** Start **

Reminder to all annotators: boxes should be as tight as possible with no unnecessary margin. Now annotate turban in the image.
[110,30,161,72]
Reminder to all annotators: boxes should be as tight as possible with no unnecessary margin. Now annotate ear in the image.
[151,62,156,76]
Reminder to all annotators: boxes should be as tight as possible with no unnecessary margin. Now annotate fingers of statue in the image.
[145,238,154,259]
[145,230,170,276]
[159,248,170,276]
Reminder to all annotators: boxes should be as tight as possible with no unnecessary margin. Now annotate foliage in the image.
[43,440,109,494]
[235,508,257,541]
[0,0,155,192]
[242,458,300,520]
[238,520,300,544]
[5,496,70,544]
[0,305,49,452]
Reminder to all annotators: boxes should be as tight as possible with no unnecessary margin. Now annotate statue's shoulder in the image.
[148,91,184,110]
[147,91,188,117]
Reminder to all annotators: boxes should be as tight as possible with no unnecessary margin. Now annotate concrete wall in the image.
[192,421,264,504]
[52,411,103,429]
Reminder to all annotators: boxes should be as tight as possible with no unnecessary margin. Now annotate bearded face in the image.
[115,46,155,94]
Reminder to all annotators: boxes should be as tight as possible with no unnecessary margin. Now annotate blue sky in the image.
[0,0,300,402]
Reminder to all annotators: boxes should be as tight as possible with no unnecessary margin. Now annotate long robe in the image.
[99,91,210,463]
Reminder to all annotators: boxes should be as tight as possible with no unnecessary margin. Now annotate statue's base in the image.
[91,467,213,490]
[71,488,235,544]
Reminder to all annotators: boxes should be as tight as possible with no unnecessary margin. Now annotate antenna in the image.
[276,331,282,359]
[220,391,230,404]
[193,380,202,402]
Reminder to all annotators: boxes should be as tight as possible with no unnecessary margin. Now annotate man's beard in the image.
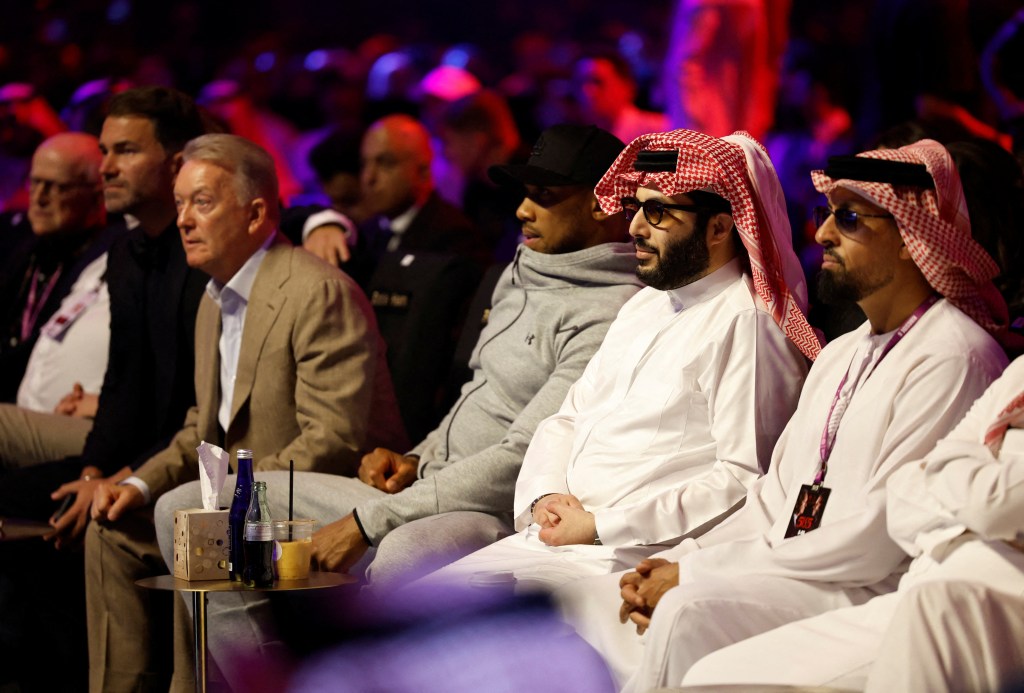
[634,229,711,291]
[818,256,893,305]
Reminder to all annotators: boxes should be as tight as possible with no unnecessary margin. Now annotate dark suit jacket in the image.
[344,190,490,289]
[82,224,209,475]
[137,234,408,497]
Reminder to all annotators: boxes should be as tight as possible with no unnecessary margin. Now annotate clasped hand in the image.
[534,493,597,547]
[359,447,420,493]
[618,558,679,635]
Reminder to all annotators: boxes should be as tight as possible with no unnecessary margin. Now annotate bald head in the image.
[360,116,434,219]
[29,132,105,235]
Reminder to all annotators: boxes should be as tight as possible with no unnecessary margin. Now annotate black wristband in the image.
[352,509,374,547]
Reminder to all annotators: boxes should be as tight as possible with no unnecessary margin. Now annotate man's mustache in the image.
[633,236,657,255]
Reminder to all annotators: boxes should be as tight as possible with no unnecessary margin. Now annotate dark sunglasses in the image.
[621,197,705,226]
[814,207,893,235]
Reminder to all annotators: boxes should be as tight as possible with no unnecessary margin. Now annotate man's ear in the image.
[708,212,732,248]
[249,198,268,235]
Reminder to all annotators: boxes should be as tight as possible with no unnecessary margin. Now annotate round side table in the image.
[135,571,358,693]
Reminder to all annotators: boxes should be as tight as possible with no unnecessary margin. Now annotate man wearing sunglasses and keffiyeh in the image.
[561,140,1007,691]
[415,130,820,601]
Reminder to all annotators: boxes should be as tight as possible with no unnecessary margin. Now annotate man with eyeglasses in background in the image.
[415,130,819,588]
[558,140,1007,691]
[0,133,123,405]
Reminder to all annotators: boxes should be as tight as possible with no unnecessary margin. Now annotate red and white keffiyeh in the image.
[594,130,821,359]
[811,139,1009,340]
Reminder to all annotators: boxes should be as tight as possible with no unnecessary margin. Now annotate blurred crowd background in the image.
[0,0,1024,260]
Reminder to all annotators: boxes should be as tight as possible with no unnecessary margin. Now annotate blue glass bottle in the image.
[242,481,273,588]
[227,450,253,582]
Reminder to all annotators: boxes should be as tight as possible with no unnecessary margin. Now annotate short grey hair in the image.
[181,133,281,220]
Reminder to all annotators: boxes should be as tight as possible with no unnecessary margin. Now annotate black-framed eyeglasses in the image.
[814,206,893,235]
[621,197,705,226]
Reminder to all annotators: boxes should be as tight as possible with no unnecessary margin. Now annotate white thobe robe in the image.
[686,358,1024,691]
[423,256,807,587]
[556,300,1007,690]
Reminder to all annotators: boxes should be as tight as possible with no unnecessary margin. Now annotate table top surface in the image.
[0,517,53,542]
[135,570,358,592]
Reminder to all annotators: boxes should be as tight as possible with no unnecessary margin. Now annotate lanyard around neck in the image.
[814,294,940,486]
[22,267,61,342]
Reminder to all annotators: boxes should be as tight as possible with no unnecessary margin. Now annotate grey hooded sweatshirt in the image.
[355,243,642,546]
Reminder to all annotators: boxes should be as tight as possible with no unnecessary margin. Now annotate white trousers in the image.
[555,573,870,691]
[426,524,664,592]
[684,534,1024,691]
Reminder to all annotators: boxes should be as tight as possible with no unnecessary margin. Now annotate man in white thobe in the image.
[558,140,1007,691]
[685,357,1024,691]
[419,130,819,588]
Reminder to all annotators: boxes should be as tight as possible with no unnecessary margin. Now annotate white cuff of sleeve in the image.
[302,210,356,247]
[121,476,153,505]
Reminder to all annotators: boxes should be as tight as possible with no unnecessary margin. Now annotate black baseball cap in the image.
[487,125,626,187]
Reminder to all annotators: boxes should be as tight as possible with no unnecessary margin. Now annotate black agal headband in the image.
[825,156,935,189]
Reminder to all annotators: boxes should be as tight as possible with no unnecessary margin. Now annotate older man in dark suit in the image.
[305,115,490,287]
[86,135,404,691]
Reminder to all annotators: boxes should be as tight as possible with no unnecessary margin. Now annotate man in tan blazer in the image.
[86,134,404,691]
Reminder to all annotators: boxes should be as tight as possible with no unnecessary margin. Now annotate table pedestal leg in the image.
[193,592,206,693]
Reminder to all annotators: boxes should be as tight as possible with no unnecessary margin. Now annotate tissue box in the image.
[174,509,228,580]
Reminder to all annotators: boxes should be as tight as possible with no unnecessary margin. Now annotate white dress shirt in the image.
[17,253,111,413]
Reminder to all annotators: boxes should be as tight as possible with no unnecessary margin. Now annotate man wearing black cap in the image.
[149,125,640,679]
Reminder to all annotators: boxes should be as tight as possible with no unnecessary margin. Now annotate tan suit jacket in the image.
[136,234,408,499]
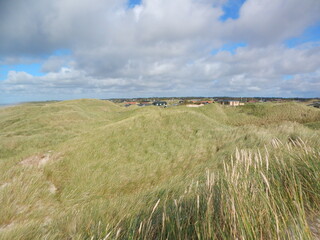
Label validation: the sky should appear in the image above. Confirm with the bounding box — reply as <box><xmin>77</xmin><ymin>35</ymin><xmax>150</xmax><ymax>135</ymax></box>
<box><xmin>0</xmin><ymin>0</ymin><xmax>320</xmax><ymax>104</ymax></box>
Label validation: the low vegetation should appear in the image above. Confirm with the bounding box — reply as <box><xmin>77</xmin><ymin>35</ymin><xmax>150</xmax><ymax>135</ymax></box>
<box><xmin>0</xmin><ymin>99</ymin><xmax>320</xmax><ymax>239</ymax></box>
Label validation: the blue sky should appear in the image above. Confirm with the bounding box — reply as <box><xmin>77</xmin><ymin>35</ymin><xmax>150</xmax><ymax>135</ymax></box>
<box><xmin>0</xmin><ymin>0</ymin><xmax>320</xmax><ymax>103</ymax></box>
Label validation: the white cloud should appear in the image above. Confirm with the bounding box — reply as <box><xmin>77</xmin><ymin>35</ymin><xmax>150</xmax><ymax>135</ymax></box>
<box><xmin>0</xmin><ymin>0</ymin><xmax>320</xmax><ymax>101</ymax></box>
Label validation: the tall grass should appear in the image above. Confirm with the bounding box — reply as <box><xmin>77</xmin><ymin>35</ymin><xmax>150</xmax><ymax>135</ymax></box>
<box><xmin>0</xmin><ymin>100</ymin><xmax>320</xmax><ymax>239</ymax></box>
<box><xmin>106</xmin><ymin>139</ymin><xmax>320</xmax><ymax>239</ymax></box>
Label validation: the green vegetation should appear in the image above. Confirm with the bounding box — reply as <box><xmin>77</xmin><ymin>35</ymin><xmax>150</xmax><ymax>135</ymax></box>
<box><xmin>0</xmin><ymin>99</ymin><xmax>320</xmax><ymax>239</ymax></box>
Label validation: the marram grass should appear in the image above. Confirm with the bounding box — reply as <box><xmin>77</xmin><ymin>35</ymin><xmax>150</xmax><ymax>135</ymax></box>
<box><xmin>0</xmin><ymin>100</ymin><xmax>320</xmax><ymax>239</ymax></box>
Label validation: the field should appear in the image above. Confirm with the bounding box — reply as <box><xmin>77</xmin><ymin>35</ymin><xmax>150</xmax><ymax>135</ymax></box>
<box><xmin>0</xmin><ymin>99</ymin><xmax>320</xmax><ymax>240</ymax></box>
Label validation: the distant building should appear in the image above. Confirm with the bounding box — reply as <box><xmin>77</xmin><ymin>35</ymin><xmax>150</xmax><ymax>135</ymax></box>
<box><xmin>191</xmin><ymin>100</ymin><xmax>213</xmax><ymax>104</ymax></box>
<box><xmin>308</xmin><ymin>102</ymin><xmax>320</xmax><ymax>108</ymax></box>
<box><xmin>152</xmin><ymin>101</ymin><xmax>167</xmax><ymax>106</ymax></box>
<box><xmin>218</xmin><ymin>100</ymin><xmax>244</xmax><ymax>106</ymax></box>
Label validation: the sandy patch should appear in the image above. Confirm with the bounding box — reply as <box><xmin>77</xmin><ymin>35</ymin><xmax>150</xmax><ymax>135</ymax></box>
<box><xmin>49</xmin><ymin>183</ymin><xmax>58</xmax><ymax>194</ymax></box>
<box><xmin>20</xmin><ymin>151</ymin><xmax>60</xmax><ymax>168</ymax></box>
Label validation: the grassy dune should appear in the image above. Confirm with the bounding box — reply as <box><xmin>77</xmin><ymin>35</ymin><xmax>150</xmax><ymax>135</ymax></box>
<box><xmin>0</xmin><ymin>99</ymin><xmax>320</xmax><ymax>239</ymax></box>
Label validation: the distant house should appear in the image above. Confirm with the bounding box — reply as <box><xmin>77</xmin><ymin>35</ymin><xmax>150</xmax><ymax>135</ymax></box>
<box><xmin>191</xmin><ymin>100</ymin><xmax>213</xmax><ymax>104</ymax></box>
<box><xmin>124</xmin><ymin>102</ymin><xmax>138</xmax><ymax>107</ymax></box>
<box><xmin>218</xmin><ymin>100</ymin><xmax>243</xmax><ymax>106</ymax></box>
<box><xmin>152</xmin><ymin>101</ymin><xmax>167</xmax><ymax>106</ymax></box>
<box><xmin>308</xmin><ymin>102</ymin><xmax>320</xmax><ymax>108</ymax></box>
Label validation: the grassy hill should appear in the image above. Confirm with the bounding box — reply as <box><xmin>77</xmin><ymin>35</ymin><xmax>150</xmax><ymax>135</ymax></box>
<box><xmin>0</xmin><ymin>99</ymin><xmax>320</xmax><ymax>239</ymax></box>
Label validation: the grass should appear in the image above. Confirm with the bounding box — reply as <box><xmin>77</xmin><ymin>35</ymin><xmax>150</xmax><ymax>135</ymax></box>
<box><xmin>0</xmin><ymin>99</ymin><xmax>320</xmax><ymax>239</ymax></box>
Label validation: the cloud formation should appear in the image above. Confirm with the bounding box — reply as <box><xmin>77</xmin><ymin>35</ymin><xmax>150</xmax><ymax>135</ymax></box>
<box><xmin>0</xmin><ymin>0</ymin><xmax>320</xmax><ymax>100</ymax></box>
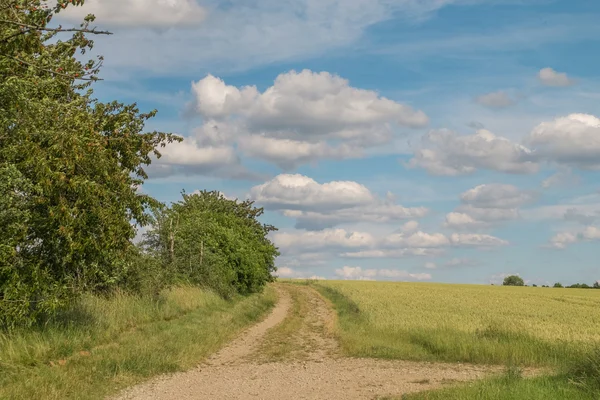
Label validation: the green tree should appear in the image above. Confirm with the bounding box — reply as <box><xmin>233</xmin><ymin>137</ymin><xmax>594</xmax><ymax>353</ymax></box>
<box><xmin>144</xmin><ymin>191</ymin><xmax>279</xmax><ymax>297</ymax></box>
<box><xmin>0</xmin><ymin>0</ymin><xmax>180</xmax><ymax>324</ymax></box>
<box><xmin>502</xmin><ymin>275</ymin><xmax>525</xmax><ymax>286</ymax></box>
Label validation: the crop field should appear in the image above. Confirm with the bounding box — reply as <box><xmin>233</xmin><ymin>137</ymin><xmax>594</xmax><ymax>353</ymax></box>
<box><xmin>311</xmin><ymin>281</ymin><xmax>600</xmax><ymax>367</ymax></box>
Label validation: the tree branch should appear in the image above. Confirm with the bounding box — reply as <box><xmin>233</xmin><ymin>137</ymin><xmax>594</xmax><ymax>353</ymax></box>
<box><xmin>0</xmin><ymin>19</ymin><xmax>113</xmax><ymax>43</ymax></box>
<box><xmin>0</xmin><ymin>54</ymin><xmax>103</xmax><ymax>81</ymax></box>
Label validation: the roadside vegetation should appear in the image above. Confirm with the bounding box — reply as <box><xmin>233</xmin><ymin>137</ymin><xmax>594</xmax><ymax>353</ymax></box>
<box><xmin>307</xmin><ymin>281</ymin><xmax>600</xmax><ymax>399</ymax></box>
<box><xmin>0</xmin><ymin>287</ymin><xmax>276</xmax><ymax>400</ymax></box>
<box><xmin>0</xmin><ymin>0</ymin><xmax>279</xmax><ymax>324</ymax></box>
<box><xmin>0</xmin><ymin>0</ymin><xmax>278</xmax><ymax>399</ymax></box>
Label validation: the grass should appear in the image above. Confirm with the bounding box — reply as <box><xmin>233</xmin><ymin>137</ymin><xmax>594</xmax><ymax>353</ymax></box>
<box><xmin>398</xmin><ymin>362</ymin><xmax>600</xmax><ymax>400</ymax></box>
<box><xmin>312</xmin><ymin>281</ymin><xmax>600</xmax><ymax>367</ymax></box>
<box><xmin>306</xmin><ymin>281</ymin><xmax>600</xmax><ymax>400</ymax></box>
<box><xmin>0</xmin><ymin>287</ymin><xmax>276</xmax><ymax>399</ymax></box>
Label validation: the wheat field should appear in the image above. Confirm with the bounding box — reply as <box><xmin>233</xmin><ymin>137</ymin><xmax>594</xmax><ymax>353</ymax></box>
<box><xmin>314</xmin><ymin>281</ymin><xmax>600</xmax><ymax>365</ymax></box>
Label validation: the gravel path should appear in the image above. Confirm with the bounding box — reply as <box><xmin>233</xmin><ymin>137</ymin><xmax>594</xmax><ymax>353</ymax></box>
<box><xmin>113</xmin><ymin>285</ymin><xmax>501</xmax><ymax>400</ymax></box>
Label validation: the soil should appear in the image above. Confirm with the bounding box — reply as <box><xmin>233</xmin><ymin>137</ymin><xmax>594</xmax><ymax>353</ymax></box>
<box><xmin>118</xmin><ymin>284</ymin><xmax>524</xmax><ymax>400</ymax></box>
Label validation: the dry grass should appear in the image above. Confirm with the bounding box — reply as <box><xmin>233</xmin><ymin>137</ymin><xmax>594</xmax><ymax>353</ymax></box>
<box><xmin>0</xmin><ymin>287</ymin><xmax>276</xmax><ymax>399</ymax></box>
<box><xmin>315</xmin><ymin>281</ymin><xmax>600</xmax><ymax>366</ymax></box>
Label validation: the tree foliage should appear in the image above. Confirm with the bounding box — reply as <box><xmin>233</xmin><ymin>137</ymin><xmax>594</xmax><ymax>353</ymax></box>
<box><xmin>0</xmin><ymin>0</ymin><xmax>179</xmax><ymax>324</ymax></box>
<box><xmin>144</xmin><ymin>191</ymin><xmax>279</xmax><ymax>297</ymax></box>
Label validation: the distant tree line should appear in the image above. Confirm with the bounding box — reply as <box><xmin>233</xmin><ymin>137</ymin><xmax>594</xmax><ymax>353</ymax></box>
<box><xmin>0</xmin><ymin>0</ymin><xmax>278</xmax><ymax>327</ymax></box>
<box><xmin>502</xmin><ymin>275</ymin><xmax>600</xmax><ymax>289</ymax></box>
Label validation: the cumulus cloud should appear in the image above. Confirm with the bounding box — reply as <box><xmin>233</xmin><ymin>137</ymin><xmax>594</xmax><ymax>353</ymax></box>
<box><xmin>192</xmin><ymin>70</ymin><xmax>428</xmax><ymax>129</ymax></box>
<box><xmin>423</xmin><ymin>262</ymin><xmax>437</xmax><ymax>269</ymax></box>
<box><xmin>550</xmin><ymin>226</ymin><xmax>600</xmax><ymax>249</ymax></box>
<box><xmin>550</xmin><ymin>232</ymin><xmax>578</xmax><ymax>249</ymax></box>
<box><xmin>541</xmin><ymin>167</ymin><xmax>581</xmax><ymax>189</ymax></box>
<box><xmin>384</xmin><ymin>231</ymin><xmax>450</xmax><ymax>248</ymax></box>
<box><xmin>238</xmin><ymin>135</ymin><xmax>363</xmax><ymax>170</ymax></box>
<box><xmin>538</xmin><ymin>68</ymin><xmax>575</xmax><ymax>86</ymax></box>
<box><xmin>460</xmin><ymin>183</ymin><xmax>534</xmax><ymax>209</ymax></box>
<box><xmin>250</xmin><ymin>174</ymin><xmax>375</xmax><ymax>210</ymax></box>
<box><xmin>335</xmin><ymin>266</ymin><xmax>431</xmax><ymax>281</ymax></box>
<box><xmin>185</xmin><ymin>70</ymin><xmax>428</xmax><ymax>169</ymax></box>
<box><xmin>249</xmin><ymin>174</ymin><xmax>428</xmax><ymax>230</ymax></box>
<box><xmin>527</xmin><ymin>114</ymin><xmax>600</xmax><ymax>170</ymax></box>
<box><xmin>407</xmin><ymin>114</ymin><xmax>600</xmax><ymax>175</ymax></box>
<box><xmin>154</xmin><ymin>70</ymin><xmax>428</xmax><ymax>178</ymax></box>
<box><xmin>445</xmin><ymin>183</ymin><xmax>536</xmax><ymax>230</ymax></box>
<box><xmin>475</xmin><ymin>91</ymin><xmax>515</xmax><ymax>108</ymax></box>
<box><xmin>272</xmin><ymin>229</ymin><xmax>375</xmax><ymax>254</ymax></box>
<box><xmin>400</xmin><ymin>221</ymin><xmax>419</xmax><ymax>233</ymax></box>
<box><xmin>272</xmin><ymin>229</ymin><xmax>508</xmax><ymax>258</ymax></box>
<box><xmin>423</xmin><ymin>258</ymin><xmax>476</xmax><ymax>269</ymax></box>
<box><xmin>408</xmin><ymin>129</ymin><xmax>538</xmax><ymax>176</ymax></box>
<box><xmin>450</xmin><ymin>233</ymin><xmax>508</xmax><ymax>247</ymax></box>
<box><xmin>60</xmin><ymin>0</ymin><xmax>206</xmax><ymax>28</ymax></box>
<box><xmin>64</xmin><ymin>0</ymin><xmax>474</xmax><ymax>76</ymax></box>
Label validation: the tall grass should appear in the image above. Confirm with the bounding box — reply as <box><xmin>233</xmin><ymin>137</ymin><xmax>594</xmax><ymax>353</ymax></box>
<box><xmin>402</xmin><ymin>349</ymin><xmax>600</xmax><ymax>400</ymax></box>
<box><xmin>0</xmin><ymin>287</ymin><xmax>276</xmax><ymax>399</ymax></box>
<box><xmin>314</xmin><ymin>281</ymin><xmax>600</xmax><ymax>366</ymax></box>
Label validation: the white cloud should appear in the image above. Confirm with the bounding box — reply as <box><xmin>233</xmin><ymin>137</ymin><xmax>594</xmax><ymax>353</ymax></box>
<box><xmin>527</xmin><ymin>114</ymin><xmax>600</xmax><ymax>170</ymax></box>
<box><xmin>384</xmin><ymin>231</ymin><xmax>450</xmax><ymax>248</ymax></box>
<box><xmin>444</xmin><ymin>183</ymin><xmax>536</xmax><ymax>230</ymax></box>
<box><xmin>339</xmin><ymin>247</ymin><xmax>444</xmax><ymax>258</ymax></box>
<box><xmin>460</xmin><ymin>183</ymin><xmax>534</xmax><ymax>208</ymax></box>
<box><xmin>550</xmin><ymin>226</ymin><xmax>600</xmax><ymax>249</ymax></box>
<box><xmin>249</xmin><ymin>174</ymin><xmax>428</xmax><ymax>230</ymax></box>
<box><xmin>475</xmin><ymin>91</ymin><xmax>515</xmax><ymax>108</ymax></box>
<box><xmin>335</xmin><ymin>266</ymin><xmax>431</xmax><ymax>281</ymax></box>
<box><xmin>423</xmin><ymin>258</ymin><xmax>476</xmax><ymax>269</ymax></box>
<box><xmin>166</xmin><ymin>70</ymin><xmax>428</xmax><ymax>170</ymax></box>
<box><xmin>450</xmin><ymin>233</ymin><xmax>508</xmax><ymax>247</ymax></box>
<box><xmin>146</xmin><ymin>137</ymin><xmax>264</xmax><ymax>180</ymax></box>
<box><xmin>272</xmin><ymin>229</ymin><xmax>375</xmax><ymax>254</ymax></box>
<box><xmin>250</xmin><ymin>174</ymin><xmax>375</xmax><ymax>210</ymax></box>
<box><xmin>444</xmin><ymin>258</ymin><xmax>477</xmax><ymax>268</ymax></box>
<box><xmin>541</xmin><ymin>167</ymin><xmax>581</xmax><ymax>189</ymax></box>
<box><xmin>400</xmin><ymin>221</ymin><xmax>419</xmax><ymax>233</ymax></box>
<box><xmin>408</xmin><ymin>129</ymin><xmax>538</xmax><ymax>176</ymax></box>
<box><xmin>192</xmin><ymin>70</ymin><xmax>428</xmax><ymax>129</ymax></box>
<box><xmin>271</xmin><ymin>229</ymin><xmax>508</xmax><ymax>265</ymax></box>
<box><xmin>238</xmin><ymin>135</ymin><xmax>363</xmax><ymax>170</ymax></box>
<box><xmin>160</xmin><ymin>139</ymin><xmax>238</xmax><ymax>167</ymax></box>
<box><xmin>444</xmin><ymin>212</ymin><xmax>489</xmax><ymax>230</ymax></box>
<box><xmin>538</xmin><ymin>68</ymin><xmax>575</xmax><ymax>86</ymax></box>
<box><xmin>65</xmin><ymin>0</ymin><xmax>488</xmax><ymax>76</ymax></box>
<box><xmin>60</xmin><ymin>0</ymin><xmax>206</xmax><ymax>28</ymax></box>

** End **

* Exercise brief *
Could you lay out the rows from the line with "statue in the image." up to and including the line with "[147,91,188,117]" as a two-column CSV with the headers prompt_text and box_answer, giving each row its text and its answer in one quoted field apiece and turning line breaks into spaces?

* The solution *
prompt_text,box_answer
"Reminder to all annotators: boxes should be as tight as possible with no unnecessary margin. Now annotate fingers of statue in the image.","[145,238,154,259] [145,230,170,276] [159,248,170,276]"
"Reminder to all annotators: boxes should be as tight as possible with no unnecessary margin. Now annotate foliage in the image.","[43,440,109,494] [235,508,257,541] [0,0,155,192] [242,458,300,520] [238,520,300,544] [5,496,70,544] [0,305,49,452]"
"Reminder to all annotators: boxes should be as tight as possible with no unnecessary margin. Now annotate statue's shoulder in the image.","[148,91,184,110] [147,91,188,117]"